# 450 foreman clutch noise?



## Tunz (Feb 23, 2016)

hey guys, I'm new to the forum here. just wanted to say Hi and thanks for having me!

i recently picked up a 450 foreman that was smoking bad. so i went ahead and did a top end job on it...my own fault, but i should have listened to the engine a bit more before i went ahead with the top end build. bike starts up and works the way it should, lots of power and no smoke at all now...everything is good apart from an annoying clunking noise in the lower end. i took a stethoscope and checked everywhere on the engine while it was running and the noise was definitely concentrated in the clutch cover and more specifically to where the main clutch would be (left side of clutch cover with rider perspective). so i decided to take a look and see whats going on. have both clutches off now and really can't seam to find any apparent issues. even checked the crank for play while i can access it with the clutches off an it seams good and tight...everything seams tight really. only thing i can see that could possibly be it...the big ring gear on back of the main clutch can be moved side to side with a little pressure. I have another clutch from a 400 here and it does have play as well, but not as bad ...just for comparison. (they are same part number). apart from that I'm sure the one way bearing is gone in the centrifugal clutch since i have no engine braking and there is a spinning noise from the clutch area when i turn the bike off. anyone ever deal with an issue like that? clunky clutch noise...that almost sounds like a crank bearing or something....

any help would be greatly appreciated!...posted this on a couple other forums and not really getting much of a response at all. please help!...really don't want to have to put it all back together and not fix the issue.

cheers


----------

----------------------------------------

_Given task a_
From the records that follow, extract every line that contains the string "tower".

_Material_
----------------------------------------

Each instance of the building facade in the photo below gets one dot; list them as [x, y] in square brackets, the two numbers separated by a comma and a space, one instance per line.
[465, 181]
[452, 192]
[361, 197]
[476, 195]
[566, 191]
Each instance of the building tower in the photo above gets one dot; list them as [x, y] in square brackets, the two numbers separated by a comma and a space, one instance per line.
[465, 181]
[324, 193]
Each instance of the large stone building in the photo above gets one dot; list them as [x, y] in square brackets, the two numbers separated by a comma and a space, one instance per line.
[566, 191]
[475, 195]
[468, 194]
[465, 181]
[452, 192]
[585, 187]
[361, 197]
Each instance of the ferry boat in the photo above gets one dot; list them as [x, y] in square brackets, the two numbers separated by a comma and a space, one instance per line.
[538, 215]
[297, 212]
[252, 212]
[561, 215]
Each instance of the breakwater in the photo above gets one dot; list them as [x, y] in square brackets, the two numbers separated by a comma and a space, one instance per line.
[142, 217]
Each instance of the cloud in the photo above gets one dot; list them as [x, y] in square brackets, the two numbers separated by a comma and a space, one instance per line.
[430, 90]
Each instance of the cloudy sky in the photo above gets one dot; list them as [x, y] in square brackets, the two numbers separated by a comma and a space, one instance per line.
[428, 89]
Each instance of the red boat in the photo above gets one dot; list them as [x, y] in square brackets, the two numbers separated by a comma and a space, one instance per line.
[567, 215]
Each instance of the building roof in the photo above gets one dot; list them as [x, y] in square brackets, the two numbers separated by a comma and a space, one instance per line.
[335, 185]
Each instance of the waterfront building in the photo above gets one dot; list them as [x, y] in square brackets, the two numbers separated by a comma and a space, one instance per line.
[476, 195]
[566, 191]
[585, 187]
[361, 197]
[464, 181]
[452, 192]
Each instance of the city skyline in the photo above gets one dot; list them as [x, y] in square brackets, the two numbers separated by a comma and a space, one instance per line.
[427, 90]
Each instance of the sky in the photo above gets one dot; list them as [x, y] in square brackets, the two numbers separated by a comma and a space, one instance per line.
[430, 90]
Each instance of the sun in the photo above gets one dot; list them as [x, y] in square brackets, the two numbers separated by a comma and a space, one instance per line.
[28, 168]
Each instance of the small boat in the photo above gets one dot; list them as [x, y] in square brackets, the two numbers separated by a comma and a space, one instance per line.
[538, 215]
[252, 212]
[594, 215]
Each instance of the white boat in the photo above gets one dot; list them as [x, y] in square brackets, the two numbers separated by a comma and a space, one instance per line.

----------------------------------------

_Given task b_
Output the passage of the clutch noise thread from "any help would" to "fix the issue.", word for word.

_Problem solution a_
Each instance of the building tower in the photo above gets one dot; list them as [x, y] in square brackets, the two numbers separated by a comma and a space, one instance per line.

_Problem solution b_
any help would be greatly appreciated!...posted this on a couple other forums and not really getting much of a response at all. please help!...really don't want to have to put it all back together and not fix the issue.